◆ WRITTEN EXERCISE: Substitute "Return the outline" for "Give the mask" in the records below, leaving every other line unchanged.

[Segmentation dataset excerpts]
□ □ □

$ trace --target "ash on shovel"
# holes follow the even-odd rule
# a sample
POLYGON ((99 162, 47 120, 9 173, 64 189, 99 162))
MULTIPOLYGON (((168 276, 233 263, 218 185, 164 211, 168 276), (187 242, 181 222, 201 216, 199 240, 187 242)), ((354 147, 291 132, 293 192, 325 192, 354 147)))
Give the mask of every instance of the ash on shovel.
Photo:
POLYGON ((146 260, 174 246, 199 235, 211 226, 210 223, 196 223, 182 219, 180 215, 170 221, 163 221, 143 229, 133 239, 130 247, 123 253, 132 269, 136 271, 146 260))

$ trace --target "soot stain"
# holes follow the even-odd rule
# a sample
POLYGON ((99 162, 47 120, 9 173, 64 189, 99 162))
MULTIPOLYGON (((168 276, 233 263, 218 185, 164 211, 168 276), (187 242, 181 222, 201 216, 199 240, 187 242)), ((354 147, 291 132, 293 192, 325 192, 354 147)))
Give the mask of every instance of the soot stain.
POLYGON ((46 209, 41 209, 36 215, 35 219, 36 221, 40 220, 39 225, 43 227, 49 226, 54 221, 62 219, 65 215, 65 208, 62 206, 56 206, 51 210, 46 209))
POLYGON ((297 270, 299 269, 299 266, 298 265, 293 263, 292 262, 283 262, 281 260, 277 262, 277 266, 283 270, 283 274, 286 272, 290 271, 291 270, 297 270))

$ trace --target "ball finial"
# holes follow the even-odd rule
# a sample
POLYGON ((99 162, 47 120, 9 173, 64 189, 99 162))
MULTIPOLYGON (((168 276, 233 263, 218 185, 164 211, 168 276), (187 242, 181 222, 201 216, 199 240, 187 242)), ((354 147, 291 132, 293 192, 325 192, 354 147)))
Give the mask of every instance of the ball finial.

□ □ □

◆ OUTPUT FOR THIS TASK:
$ trace --target "ash on shovel"
# holes follow the even-odd rule
# a sample
POLYGON ((99 162, 47 120, 9 173, 64 189, 99 162))
MULTIPOLYGON (((168 276, 233 263, 218 185, 164 211, 168 276), (187 242, 181 222, 201 216, 199 240, 187 242)), ((354 147, 291 132, 293 192, 325 192, 354 147)))
Return the outline of every instance of the ash on shovel.
Photo:
POLYGON ((146 260, 174 246, 199 235, 211 226, 210 223, 196 223, 182 219, 180 215, 170 221, 163 221, 143 229, 133 239, 130 247, 123 253, 132 269, 136 271, 146 260))

$ trace --target "soot stain"
# holes follow the even-odd rule
# a sample
POLYGON ((99 162, 47 120, 9 173, 64 189, 99 162))
MULTIPOLYGON (((168 276, 233 263, 218 185, 164 211, 168 276), (187 242, 181 222, 201 216, 199 240, 187 242)), ((354 147, 291 132, 293 192, 325 192, 354 147)))
Return the outline of every instance of the soot stain.
POLYGON ((46 209, 41 209, 36 215, 35 219, 36 221, 40 220, 39 225, 43 227, 49 226, 54 221, 62 219, 65 215, 65 208, 62 206, 56 206, 51 210, 46 209))
POLYGON ((297 270, 299 269, 299 266, 298 265, 293 263, 292 262, 283 262, 281 260, 277 262, 277 266, 283 270, 283 274, 286 272, 290 271, 291 270, 297 270))

$ trace --target "ball finial"
# holes follow the even-odd rule
# a sample
POLYGON ((99 162, 47 120, 9 173, 64 189, 99 162))
MULTIPOLYGON (((168 276, 233 263, 218 185, 164 211, 168 276), (187 242, 181 222, 201 216, 199 240, 187 242)), ((354 147, 291 132, 293 192, 325 192, 354 147)))
Return the outline of every instance of the ball finial.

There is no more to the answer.